Stored data
----------
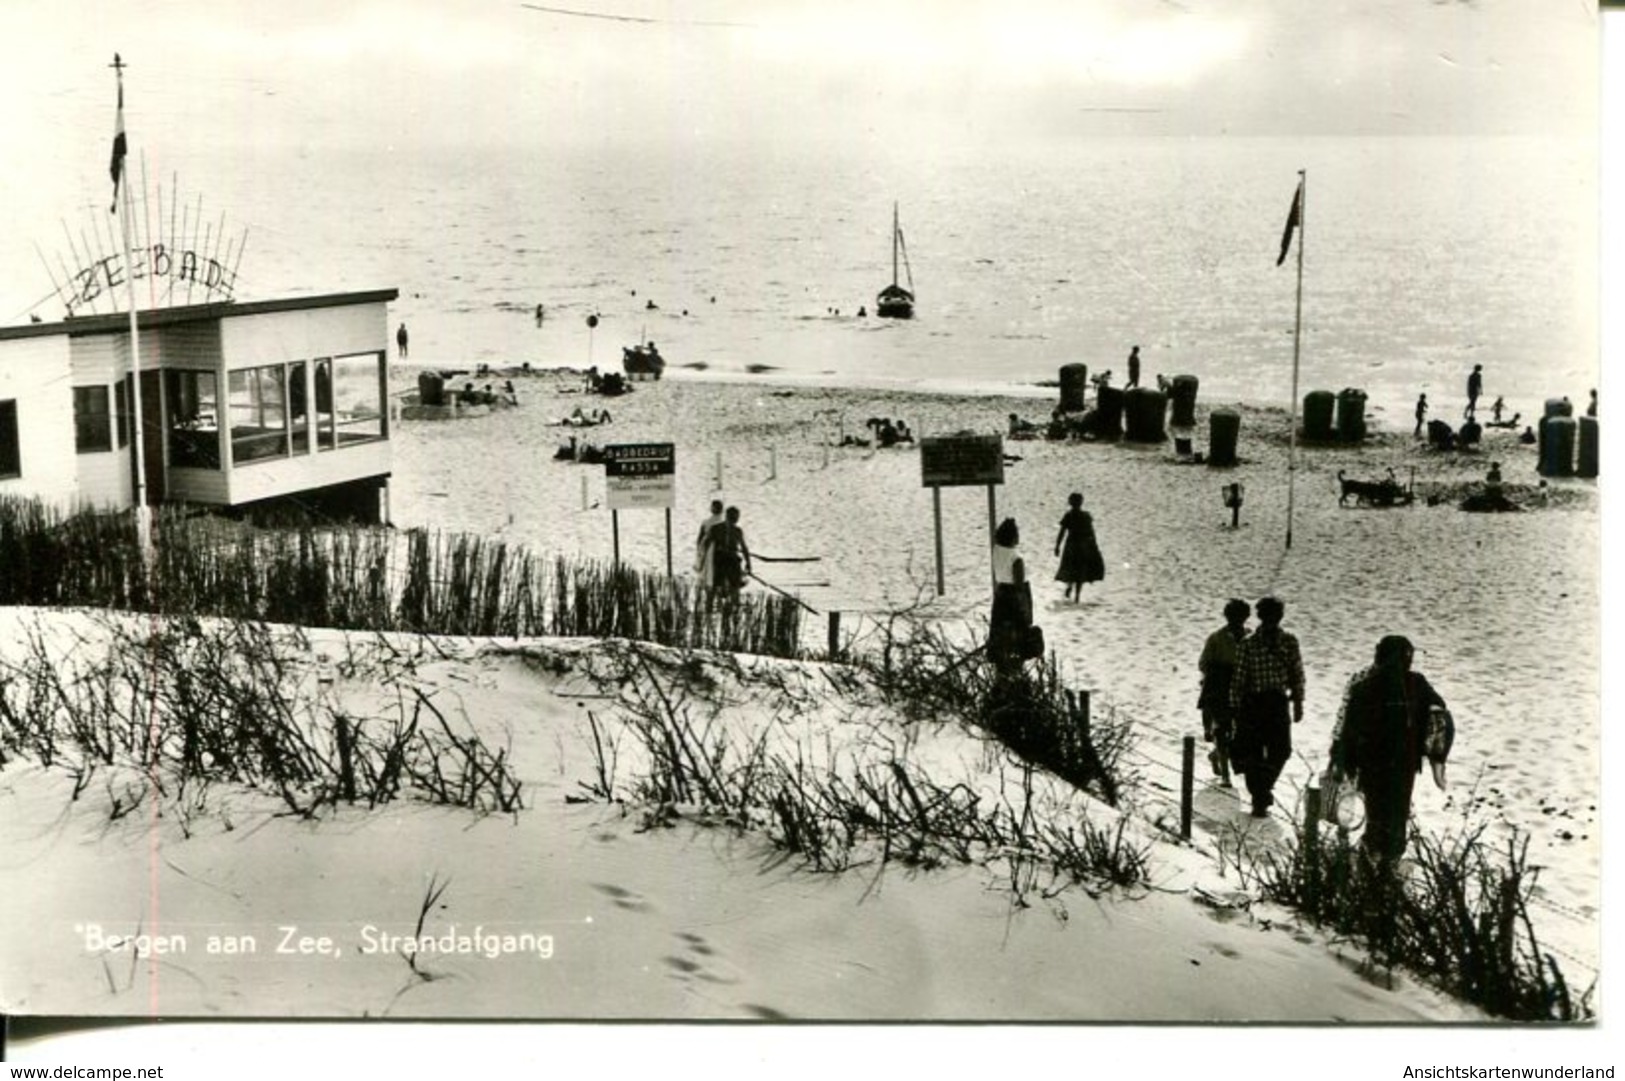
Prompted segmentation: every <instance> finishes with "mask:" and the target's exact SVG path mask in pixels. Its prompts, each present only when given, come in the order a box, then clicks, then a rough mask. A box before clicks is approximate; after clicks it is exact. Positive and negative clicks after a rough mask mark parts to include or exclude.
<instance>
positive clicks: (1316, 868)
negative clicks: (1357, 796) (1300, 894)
mask: <svg viewBox="0 0 1625 1081" xmlns="http://www.w3.org/2000/svg"><path fill="white" fill-rule="evenodd" d="M1319 811H1321V790H1319V782H1318V780H1310V787H1308V788H1305V790H1303V852H1305V853H1306V855H1308V868H1306V870H1308V873H1306V875H1305V883H1303V886H1305V892H1306V894H1308V901H1310V904H1315V902H1318V901H1319V896H1321V858H1319Z"/></svg>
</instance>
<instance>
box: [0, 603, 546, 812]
mask: <svg viewBox="0 0 1625 1081" xmlns="http://www.w3.org/2000/svg"><path fill="white" fill-rule="evenodd" d="M309 652H310V649H309V640H307V639H306V634H304V631H302V629H301V627H296V626H273V624H265V623H247V621H216V623H211V624H210V626H208V627H206V629H205V627H203V626H202V624H200V623H198V621H197V619H193V618H176V619H143V621H140V623H135V621H128V619H120V618H115V616H101V618H99V619H98V621H96V623H94V631H93V632H91V634H86V636H81V639H80V640H73V642H60V640H55V642H54V640H50V639H47V636H45V634H44V632H42V631H41V629H39V627H37V626H34V627H32V629H29V631H28V634H26V640H24V642H23V650H21V657H16V658H6V660H0V764H5V761H8V759H11V758H20V759H24V758H26V759H31V761H36V762H39V764H41V766H47V767H52V766H54V767H60V769H65V771H68V772H70V775H72V777H73V795H75V798H78V795H80V793H83V792H85V790H86V788H88V787H89V785H91V780H93V779H96V777H98V775H106V777H107V779H109V784H112V779H117V777H122V779H125V780H128V777H132V775H133V777H137V779H145V784H143V785H140V788H138V790H137V788H130V787H128V785H124V784H120V787H119V797H117V798H114V800H112V801H111V811H109V813H111V814H112V816H114V818H119V816H122V814H125V813H128V811H130V810H132V800H133V801H137V803H138V801H140V798H141V797H145V795H148V792H150V790H151V792H156V793H158V795H161V797H166V798H172V800H176V801H177V803H179V805H185V803H187V798H185V797H187V793H189V792H190V793H195V792H200V790H203V788H206V787H210V785H213V784H221V782H229V784H237V785H244V787H249V788H255V790H260V792H268V793H273V795H276V797H278V798H281V800H283V803H284V805H286V808H288V810H289V811H291V813H294V814H299V816H302V818H310V816H315V814H317V813H319V811H320V810H322V808H323V806H335V805H340V803H361V801H364V803H367V805H369V806H377V805H380V803H388V801H392V800H397V798H416V800H423V801H427V803H440V805H450V806H463V808H470V810H474V811H481V813H491V811H502V813H507V811H515V810H518V808H520V806H522V785H520V782H518V780H517V777H515V775H513V772H512V769H510V766H509V751H507V748H497V749H492V748H489V746H487V745H486V741H484V740H483V738H481V736H479V735H478V733H476V732H474V730H473V728H471V727H470V725H468V723H466V720H457V718H452V717H448V715H447V714H445V712H444V710H442V709H440V705H439V704H437V702H434V701H432V699H431V697H429V696H426V694H424V692H421V691H416V692H414V696H413V697H411V699H410V701H405V699H403V701H401V702H398V705H397V709H395V710H393V712H387V714H380V715H374V717H358V715H353V714H346V712H343V710H340V709H338V707H335V705H333V704H330V701H328V699H327V696H325V691H323V686H322V678H320V676H319V675H317V673H314V671H312V670H310V666H309V665H307V663H302V662H301V660H297V658H301V657H306V655H307V653H309ZM109 792H112V788H109Z"/></svg>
----------
> [DESCRIPTION OF THE TASK] Set each line of the records down exactly, leaving every picture out.

> [ANSWER BOX]
Prompted segmentation: every <instance> finishes with "mask:" and the target's exact SVG path mask in pixels. Its prompts, each present only when given, come in the order a box, then clicks, then a rough mask. A box before clicks is approximate; after clicks it is exact. Positive and negative clicks after a rough mask mark parts to include or exclude.
<instance>
positive clicks: (1316, 868)
negative clicks: (1357, 796) (1300, 894)
mask: <svg viewBox="0 0 1625 1081" xmlns="http://www.w3.org/2000/svg"><path fill="white" fill-rule="evenodd" d="M1319 811H1321V790H1319V782H1318V780H1310V787H1308V788H1305V790H1303V852H1305V853H1306V855H1308V868H1306V870H1308V873H1306V875H1305V883H1303V886H1305V892H1306V894H1308V901H1310V904H1315V902H1318V901H1319V896H1321V858H1319Z"/></svg>
</instance>
<instance>
box: [0, 603, 546, 812]
mask: <svg viewBox="0 0 1625 1081" xmlns="http://www.w3.org/2000/svg"><path fill="white" fill-rule="evenodd" d="M309 652H310V649H309V640H307V639H306V634H304V631H302V629H301V627H296V626H273V624H265V623H247V621H216V623H211V624H210V626H208V627H206V629H205V627H203V626H202V624H200V623H198V621H197V619H193V618H176V619H143V621H140V623H135V621H128V619H120V618H115V616H101V618H99V619H98V621H96V623H94V631H93V632H91V634H86V636H81V639H80V640H73V642H60V640H55V642H54V640H50V639H47V636H45V634H44V632H42V631H41V629H39V627H37V626H34V627H32V629H29V631H28V634H26V640H24V642H23V650H21V657H16V658H6V660H0V764H5V761H8V759H11V758H20V759H24V758H26V759H31V761H36V762H39V764H41V766H47V767H52V766H54V767H60V769H65V771H68V772H70V775H72V777H73V795H75V798H78V795H80V793H83V792H85V790H86V788H88V787H89V785H91V780H93V779H96V777H98V775H106V777H107V779H109V784H112V779H117V777H122V779H125V780H128V777H132V775H133V777H137V779H145V784H143V785H140V788H138V790H137V788H130V787H128V785H124V784H120V787H119V797H117V798H114V800H112V801H111V811H109V813H111V814H112V816H114V818H119V816H122V814H125V813H128V811H130V810H132V800H133V801H137V803H138V801H140V798H141V797H145V795H148V792H150V790H151V792H156V793H158V795H161V797H166V798H172V800H176V801H177V803H179V805H185V803H187V798H185V797H187V793H189V792H190V793H195V792H200V790H203V788H206V787H210V785H213V784H221V782H229V784H237V785H244V787H249V788H255V790H260V792H268V793H273V795H276V797H278V798H281V800H283V803H284V805H286V808H288V810H289V811H291V813H294V814H299V816H302V818H310V816H315V814H317V813H319V811H320V810H322V808H323V806H335V805H340V803H361V801H364V803H367V805H369V806H377V805H380V803H388V801H392V800H397V798H416V800H423V801H427V803H440V805H450V806H463V808H470V810H474V811H481V813H491V811H502V813H507V811H515V810H518V808H520V806H522V785H520V782H518V780H517V777H515V775H513V772H512V769H510V766H509V751H507V748H497V749H492V748H489V746H487V745H486V741H484V740H483V738H481V736H479V735H478V733H476V732H474V730H473V728H471V727H470V725H468V723H466V720H457V718H452V717H448V715H447V714H445V712H444V710H442V709H440V705H439V704H437V702H434V701H432V699H431V697H429V696H426V694H424V692H421V691H416V692H414V696H413V697H411V699H410V701H405V699H403V701H401V702H398V705H397V709H395V710H393V712H387V714H380V715H374V717H358V715H353V714H346V712H343V710H340V709H338V707H335V705H333V704H330V701H328V699H327V696H325V691H323V686H322V678H320V676H319V675H317V673H314V671H312V670H310V666H309V665H307V663H302V662H301V660H297V658H301V657H306V655H307V653H309ZM109 792H112V788H109Z"/></svg>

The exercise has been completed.